▶ _GIVEN REQUEST_
Return the line containing "Would you mind pointing out the hubcap" and all lines after it exactly; stop at the end of the material.

▶ _SUPPLIED INFORMATION_
----

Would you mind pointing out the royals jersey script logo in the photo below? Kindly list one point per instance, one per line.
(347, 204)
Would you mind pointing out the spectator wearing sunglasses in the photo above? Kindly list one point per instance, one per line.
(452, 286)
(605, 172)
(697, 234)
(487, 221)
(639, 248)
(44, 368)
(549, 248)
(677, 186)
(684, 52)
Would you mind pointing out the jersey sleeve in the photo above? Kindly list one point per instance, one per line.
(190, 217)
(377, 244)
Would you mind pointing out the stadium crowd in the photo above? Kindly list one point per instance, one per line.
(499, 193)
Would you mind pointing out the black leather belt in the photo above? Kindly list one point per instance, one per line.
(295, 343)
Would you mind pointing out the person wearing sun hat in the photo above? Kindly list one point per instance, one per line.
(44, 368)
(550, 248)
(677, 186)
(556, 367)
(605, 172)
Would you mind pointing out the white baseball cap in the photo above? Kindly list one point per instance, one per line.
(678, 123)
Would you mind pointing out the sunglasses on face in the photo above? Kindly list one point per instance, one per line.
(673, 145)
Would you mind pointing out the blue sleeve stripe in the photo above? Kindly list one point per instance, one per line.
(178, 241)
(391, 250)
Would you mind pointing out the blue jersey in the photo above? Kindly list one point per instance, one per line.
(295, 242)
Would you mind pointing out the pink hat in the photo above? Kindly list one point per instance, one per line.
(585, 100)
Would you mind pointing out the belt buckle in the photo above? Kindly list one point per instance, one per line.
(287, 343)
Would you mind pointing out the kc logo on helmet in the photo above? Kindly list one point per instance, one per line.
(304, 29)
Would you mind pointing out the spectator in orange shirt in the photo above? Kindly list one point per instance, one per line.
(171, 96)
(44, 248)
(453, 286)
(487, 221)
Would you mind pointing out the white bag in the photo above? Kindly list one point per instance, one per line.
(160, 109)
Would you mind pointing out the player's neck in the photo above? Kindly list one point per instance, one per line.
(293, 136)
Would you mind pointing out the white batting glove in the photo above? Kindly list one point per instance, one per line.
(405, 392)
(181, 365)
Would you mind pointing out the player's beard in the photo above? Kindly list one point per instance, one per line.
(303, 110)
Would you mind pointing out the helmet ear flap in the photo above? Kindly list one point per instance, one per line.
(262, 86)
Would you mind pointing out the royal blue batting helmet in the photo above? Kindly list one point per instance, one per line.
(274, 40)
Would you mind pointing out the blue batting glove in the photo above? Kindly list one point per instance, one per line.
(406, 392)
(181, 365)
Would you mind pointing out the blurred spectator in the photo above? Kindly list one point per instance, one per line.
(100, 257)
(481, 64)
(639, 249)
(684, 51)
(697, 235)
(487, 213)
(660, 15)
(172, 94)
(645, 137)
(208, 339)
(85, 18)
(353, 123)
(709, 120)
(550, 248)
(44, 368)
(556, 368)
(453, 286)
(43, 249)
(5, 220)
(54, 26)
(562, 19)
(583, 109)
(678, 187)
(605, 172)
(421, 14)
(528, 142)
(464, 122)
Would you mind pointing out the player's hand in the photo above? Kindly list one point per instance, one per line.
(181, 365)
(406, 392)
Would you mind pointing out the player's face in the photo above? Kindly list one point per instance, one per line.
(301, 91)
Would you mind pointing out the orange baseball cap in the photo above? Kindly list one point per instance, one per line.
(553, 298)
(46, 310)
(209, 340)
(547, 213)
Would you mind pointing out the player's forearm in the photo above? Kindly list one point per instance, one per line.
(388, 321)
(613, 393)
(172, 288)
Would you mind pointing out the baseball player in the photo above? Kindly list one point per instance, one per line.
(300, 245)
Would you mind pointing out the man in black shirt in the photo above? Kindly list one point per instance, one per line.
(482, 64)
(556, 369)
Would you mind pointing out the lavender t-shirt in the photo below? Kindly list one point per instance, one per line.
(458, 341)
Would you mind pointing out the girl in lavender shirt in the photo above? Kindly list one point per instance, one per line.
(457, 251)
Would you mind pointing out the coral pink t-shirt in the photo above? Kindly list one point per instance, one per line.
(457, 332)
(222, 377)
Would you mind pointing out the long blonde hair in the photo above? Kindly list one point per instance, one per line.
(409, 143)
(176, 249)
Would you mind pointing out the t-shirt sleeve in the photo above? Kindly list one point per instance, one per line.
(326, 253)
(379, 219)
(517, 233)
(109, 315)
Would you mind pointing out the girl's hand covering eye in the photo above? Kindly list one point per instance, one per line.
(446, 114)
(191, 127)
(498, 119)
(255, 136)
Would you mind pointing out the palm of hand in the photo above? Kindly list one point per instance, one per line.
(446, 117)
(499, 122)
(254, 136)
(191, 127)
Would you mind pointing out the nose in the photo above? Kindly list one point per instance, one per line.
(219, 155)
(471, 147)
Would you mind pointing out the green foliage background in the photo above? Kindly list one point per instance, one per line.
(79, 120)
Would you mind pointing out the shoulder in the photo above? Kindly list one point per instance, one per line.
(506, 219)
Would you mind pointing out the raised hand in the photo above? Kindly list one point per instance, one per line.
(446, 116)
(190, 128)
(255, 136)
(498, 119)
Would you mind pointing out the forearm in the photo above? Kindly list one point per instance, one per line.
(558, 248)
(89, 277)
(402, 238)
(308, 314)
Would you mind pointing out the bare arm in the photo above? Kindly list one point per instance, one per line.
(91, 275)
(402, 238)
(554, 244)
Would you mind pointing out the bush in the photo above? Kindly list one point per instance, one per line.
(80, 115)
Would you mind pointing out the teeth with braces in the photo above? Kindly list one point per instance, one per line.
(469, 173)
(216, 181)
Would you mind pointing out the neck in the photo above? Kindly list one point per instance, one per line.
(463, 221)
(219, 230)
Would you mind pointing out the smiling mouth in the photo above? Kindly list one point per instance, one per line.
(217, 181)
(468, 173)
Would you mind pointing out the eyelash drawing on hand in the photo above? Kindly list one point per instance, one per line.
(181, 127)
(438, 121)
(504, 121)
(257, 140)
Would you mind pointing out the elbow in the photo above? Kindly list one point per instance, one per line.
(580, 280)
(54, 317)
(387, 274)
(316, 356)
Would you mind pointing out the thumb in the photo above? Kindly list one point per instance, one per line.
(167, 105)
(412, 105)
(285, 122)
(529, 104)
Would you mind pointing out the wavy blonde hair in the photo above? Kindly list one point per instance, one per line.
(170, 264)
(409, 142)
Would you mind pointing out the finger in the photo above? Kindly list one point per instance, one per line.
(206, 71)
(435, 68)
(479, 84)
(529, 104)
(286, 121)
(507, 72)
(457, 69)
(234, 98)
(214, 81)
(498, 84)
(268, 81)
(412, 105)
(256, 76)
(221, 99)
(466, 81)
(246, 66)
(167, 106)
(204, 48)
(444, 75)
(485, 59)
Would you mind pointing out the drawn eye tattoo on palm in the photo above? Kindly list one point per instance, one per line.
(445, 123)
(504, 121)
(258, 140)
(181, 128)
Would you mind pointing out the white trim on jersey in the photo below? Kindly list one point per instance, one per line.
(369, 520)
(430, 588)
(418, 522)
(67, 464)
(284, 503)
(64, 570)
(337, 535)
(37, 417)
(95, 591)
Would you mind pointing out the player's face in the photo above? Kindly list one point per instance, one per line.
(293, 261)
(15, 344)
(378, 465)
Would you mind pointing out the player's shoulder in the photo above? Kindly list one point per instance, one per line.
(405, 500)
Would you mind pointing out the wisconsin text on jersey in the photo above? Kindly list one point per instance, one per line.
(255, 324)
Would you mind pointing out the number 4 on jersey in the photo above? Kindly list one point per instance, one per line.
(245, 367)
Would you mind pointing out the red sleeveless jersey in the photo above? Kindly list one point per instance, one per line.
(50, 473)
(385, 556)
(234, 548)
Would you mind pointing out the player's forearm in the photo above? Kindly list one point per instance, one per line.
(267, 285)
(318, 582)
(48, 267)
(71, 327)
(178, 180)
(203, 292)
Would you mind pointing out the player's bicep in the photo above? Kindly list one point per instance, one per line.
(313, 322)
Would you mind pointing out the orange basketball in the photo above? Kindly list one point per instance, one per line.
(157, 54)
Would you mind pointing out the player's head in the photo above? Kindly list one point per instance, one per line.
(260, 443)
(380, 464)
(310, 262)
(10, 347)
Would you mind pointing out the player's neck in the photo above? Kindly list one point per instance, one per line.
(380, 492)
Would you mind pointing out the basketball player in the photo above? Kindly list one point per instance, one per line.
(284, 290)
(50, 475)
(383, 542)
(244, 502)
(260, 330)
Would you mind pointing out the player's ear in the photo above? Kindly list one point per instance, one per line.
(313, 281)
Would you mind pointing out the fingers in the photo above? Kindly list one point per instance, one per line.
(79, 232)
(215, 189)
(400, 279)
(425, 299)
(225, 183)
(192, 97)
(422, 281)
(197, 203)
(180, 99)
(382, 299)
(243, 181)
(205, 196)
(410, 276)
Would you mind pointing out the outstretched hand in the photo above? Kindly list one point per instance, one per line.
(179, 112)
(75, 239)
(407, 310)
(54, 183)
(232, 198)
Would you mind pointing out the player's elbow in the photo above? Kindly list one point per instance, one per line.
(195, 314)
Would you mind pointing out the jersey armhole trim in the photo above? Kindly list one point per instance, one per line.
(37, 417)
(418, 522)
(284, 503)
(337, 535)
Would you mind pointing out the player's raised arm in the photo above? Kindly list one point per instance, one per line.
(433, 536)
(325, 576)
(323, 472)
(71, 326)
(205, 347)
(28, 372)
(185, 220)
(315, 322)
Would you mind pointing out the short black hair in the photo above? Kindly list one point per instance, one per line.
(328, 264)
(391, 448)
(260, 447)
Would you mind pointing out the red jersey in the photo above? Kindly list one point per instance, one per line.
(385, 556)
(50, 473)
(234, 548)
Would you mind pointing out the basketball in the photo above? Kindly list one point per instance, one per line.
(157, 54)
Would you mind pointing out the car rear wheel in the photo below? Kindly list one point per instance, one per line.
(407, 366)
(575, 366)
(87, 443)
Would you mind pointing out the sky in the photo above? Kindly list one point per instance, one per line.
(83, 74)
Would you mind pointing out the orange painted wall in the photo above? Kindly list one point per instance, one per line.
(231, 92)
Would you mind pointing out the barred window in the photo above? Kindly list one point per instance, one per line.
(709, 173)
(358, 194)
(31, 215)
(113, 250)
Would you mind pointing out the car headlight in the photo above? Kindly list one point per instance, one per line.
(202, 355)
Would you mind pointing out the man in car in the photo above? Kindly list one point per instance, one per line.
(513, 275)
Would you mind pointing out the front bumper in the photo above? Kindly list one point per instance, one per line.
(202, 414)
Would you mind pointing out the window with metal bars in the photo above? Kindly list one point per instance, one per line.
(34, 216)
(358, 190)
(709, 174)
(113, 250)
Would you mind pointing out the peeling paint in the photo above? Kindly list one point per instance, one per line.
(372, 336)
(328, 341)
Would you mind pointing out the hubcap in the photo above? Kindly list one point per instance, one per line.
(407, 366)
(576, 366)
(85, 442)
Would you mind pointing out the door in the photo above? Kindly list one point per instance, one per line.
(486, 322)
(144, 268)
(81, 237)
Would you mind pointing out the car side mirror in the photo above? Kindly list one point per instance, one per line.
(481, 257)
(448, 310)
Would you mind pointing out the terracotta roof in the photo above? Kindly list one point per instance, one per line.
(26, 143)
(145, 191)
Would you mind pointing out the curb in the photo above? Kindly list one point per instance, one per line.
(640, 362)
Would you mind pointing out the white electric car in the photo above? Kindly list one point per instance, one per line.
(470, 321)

----

▶ _PROBLEM SOLUTION_
Would you mind pointing out the hubcap in the photo above? Kindly list one point per instance, one per line.
(407, 366)
(576, 366)
(85, 442)
Would you mind pointing out the door in the photo above? Kindly list one point per instance, one per line.
(486, 322)
(144, 268)
(81, 237)
Would you mind pointing out the car side mirror in the photo above? Kindly list one point per instance, one per line.
(481, 257)
(448, 310)
Would you mind pointing out the terracotta roof in the photo above? Kindly list one point per instance, one per line.
(26, 143)
(145, 191)
Would you mind pointing out the curb in the photo above? Kindly list one point per instance, one per line.
(640, 362)
Would you mind pointing out the white electric car in the photo above? Kindly list one point per instance, one per line.
(470, 321)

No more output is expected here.